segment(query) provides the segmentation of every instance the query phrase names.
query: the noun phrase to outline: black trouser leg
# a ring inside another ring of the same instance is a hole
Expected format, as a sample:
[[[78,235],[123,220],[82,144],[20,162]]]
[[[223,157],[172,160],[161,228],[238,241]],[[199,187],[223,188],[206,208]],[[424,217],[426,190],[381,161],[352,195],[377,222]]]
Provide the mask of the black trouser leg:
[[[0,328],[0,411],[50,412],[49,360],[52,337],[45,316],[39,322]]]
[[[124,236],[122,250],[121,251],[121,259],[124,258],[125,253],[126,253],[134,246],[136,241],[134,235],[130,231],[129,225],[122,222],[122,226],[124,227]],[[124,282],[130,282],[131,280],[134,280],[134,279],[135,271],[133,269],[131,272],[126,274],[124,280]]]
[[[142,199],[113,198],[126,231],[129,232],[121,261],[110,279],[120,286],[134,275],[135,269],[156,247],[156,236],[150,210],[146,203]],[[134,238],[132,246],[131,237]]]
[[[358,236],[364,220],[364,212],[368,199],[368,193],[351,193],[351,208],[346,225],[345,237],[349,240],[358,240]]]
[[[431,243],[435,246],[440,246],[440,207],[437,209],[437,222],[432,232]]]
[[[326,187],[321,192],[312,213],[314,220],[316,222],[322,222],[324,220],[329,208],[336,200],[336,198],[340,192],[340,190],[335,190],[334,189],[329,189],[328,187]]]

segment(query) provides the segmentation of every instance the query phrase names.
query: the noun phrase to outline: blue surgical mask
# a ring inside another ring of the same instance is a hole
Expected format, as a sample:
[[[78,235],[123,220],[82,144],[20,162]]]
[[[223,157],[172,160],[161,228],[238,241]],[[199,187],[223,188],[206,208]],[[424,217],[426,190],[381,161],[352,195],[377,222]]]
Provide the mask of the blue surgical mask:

▬▬▬

### TO DO
Print all of the entries above again, line for line and unchanged.

### OUTPUT OF THE EXERCISE
segment(query) provides the segmentation of every instance the query phrase names.
query: the noun phrase to outline: black trouser leg
# a ring inside another ring of the same instance is a hole
Expected format, as a sample:
[[[78,235],[123,220],[82,144],[20,162]]]
[[[223,157],[172,160],[161,228],[238,241]],[[199,187],[223,188],[206,208]],[[424,217],[426,190],[381,161],[352,195],[377,222]]]
Provide the mask of the black trouser leg:
[[[0,328],[0,411],[50,412],[49,360],[52,337],[45,316],[39,322]]]
[[[124,236],[122,250],[121,251],[121,259],[124,258],[125,253],[126,253],[134,246],[136,241],[134,235],[130,231],[129,225],[122,222],[122,226],[124,227]],[[124,282],[130,282],[131,280],[134,280],[134,279],[135,271],[133,269],[131,272],[126,274],[124,280]]]
[[[142,199],[113,198],[126,231],[129,232],[121,261],[110,279],[120,286],[134,275],[135,269],[156,247],[156,236],[150,210],[146,203]],[[134,238],[132,246],[131,237]]]
[[[358,236],[364,220],[364,212],[368,199],[368,193],[351,193],[351,208],[346,225],[345,237],[349,240],[358,240]]]
[[[431,243],[435,246],[440,246],[440,207],[437,209],[437,222],[432,232]]]
[[[326,187],[321,192],[312,213],[314,220],[316,222],[322,222],[324,220],[329,208],[336,200],[336,198],[340,192],[340,190],[335,190],[334,189],[329,189],[328,187]]]

segment(query) provides the segmentation of every instance the query phrase names.
query: the noun phrase to outline: blue surgical mask
# a ring inside another ring of the same instance is a hole
Expected format, as a sample:
[[[78,235],[123,220],[82,144],[20,162]]]
[[[223,157],[172,160],[161,228],[238,241]],[[199,187],[223,188],[206,208]],[[424,217],[426,190],[381,161],[352,195],[377,222]]]
Provide the mask of the blue surgical mask:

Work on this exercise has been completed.